- [Work task] Continue the "Ahead of the Curve" commentary on the United States falling behind China in science, starting after its last sentence.

- [Reading passage]

Ahead of the Curve: “America Second”
President Trump in his inaugural address assured us that the guiding principle of the new administration would be “America First.”
“America will start winning again, winning like never before,” he promised. Many of us found his tone unsettling, but at least if someone’s going to be first, it may as well be us.
One critical area where the United States has been first for a long time has been the realm of science. From telephony to powered flight to television to nuclear energy to polio vaccination to space exploration to the “Green Revolution” to the internet, the US was either number one or extremely close to it. Our devotion to pushing the frontiers of knowledge paid handsome dividends both for our national security and our economic well-being.
But as of now, we’re no longer first. We’re second. Any way you look at it, China has passed us by. Two years ago, they passed us in the number of serious scientific papers published each year. That’s not too shocking, given that their population is so much larger. But this year China will surpass the United States in total spending on scientific research, despite the fact that our national wealth is more than triple theirs.

- [Extracted information]

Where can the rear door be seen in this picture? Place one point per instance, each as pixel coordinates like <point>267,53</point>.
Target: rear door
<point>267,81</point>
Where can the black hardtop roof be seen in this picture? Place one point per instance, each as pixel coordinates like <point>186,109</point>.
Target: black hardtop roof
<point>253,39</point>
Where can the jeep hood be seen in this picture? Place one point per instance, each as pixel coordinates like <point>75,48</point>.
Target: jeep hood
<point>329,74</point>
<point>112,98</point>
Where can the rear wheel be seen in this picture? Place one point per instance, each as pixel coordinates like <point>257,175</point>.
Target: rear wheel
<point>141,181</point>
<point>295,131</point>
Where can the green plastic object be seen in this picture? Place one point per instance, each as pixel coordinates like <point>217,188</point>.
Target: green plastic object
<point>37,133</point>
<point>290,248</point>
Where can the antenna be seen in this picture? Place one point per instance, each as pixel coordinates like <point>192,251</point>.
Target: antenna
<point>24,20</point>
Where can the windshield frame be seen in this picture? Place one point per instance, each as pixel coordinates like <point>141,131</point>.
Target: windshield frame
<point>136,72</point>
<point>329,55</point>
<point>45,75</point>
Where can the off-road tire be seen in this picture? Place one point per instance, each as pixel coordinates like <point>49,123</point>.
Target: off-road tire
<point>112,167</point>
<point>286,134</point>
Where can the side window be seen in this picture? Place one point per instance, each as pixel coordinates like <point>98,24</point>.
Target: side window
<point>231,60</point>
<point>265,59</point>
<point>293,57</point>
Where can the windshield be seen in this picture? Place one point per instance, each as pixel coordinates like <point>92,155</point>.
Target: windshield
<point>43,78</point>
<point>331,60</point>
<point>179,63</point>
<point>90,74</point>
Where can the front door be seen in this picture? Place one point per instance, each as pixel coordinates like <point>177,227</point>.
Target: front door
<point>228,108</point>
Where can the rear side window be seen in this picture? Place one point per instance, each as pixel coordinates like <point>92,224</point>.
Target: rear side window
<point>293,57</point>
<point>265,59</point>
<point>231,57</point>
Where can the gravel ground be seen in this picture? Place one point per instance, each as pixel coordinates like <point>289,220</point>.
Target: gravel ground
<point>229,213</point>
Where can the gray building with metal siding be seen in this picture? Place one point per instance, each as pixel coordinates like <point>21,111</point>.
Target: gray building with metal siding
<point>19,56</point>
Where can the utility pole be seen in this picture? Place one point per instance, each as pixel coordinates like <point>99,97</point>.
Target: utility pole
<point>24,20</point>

- [Output for this exercise]
Who has the only solar-powered highway for recharging electric cars? China. Who has the world’s first and only quantum satellite? China. Who has the first human CRISPR trials? China. China has 202 of the 500 most powerful supercomputers on earth; the US has 143. China now has the world’s largest radio telescope, after we let Hawaiian religious fanatics derail our plans to build it. Eric Schmidt, the former Google executive who now chairs the Defense Innovation Board, predicts that China will surpass us in artificial intelligence (AI) capability by 2025. That will create an extraordinary threat to our security, given that most military experts believe the future belongs to the force with the best algorithms.
Meanwhile, the White House has let the job of science advisor remain unfilled for over a year. Appointing an advisor isn’t a magic bullet to fix the problem, but leaving the position vacant exemplifies the disdain for science that fumbled away our lead in the first place.
Does it matter who’s number one in science, beyond feel-good flag-waving? In many ways it does, even beyond the impacts on our economy and our security. The leader in a given technology sets a tone for the rest of the world. The freewheeling internet, for example, might not have looked the same had it come from China rather than from the US. In fact, China has been methodically censoring the internet from day one, to bolster what President Xi Jinping calls “social stability.” (Translation: “I get to stay in power.”) China’s rapid AI advance is being used, in part, to replace human censors with more reliable AI censors.
Much of China’s computing power is being used to support its surveillance state. The combination of facial recognition, a mandatory universal DNA database, and “predictive policing” has already reached jaw-dropping levels in the western province of Xinjiang. Now they’re developing a “social credit score” for every individual in the country, based in part on evaluations from one’s neighbors—and forget about living a normal life if your score drops too low. Facial recognition is even being used to prevent people from taking too much toilet paper.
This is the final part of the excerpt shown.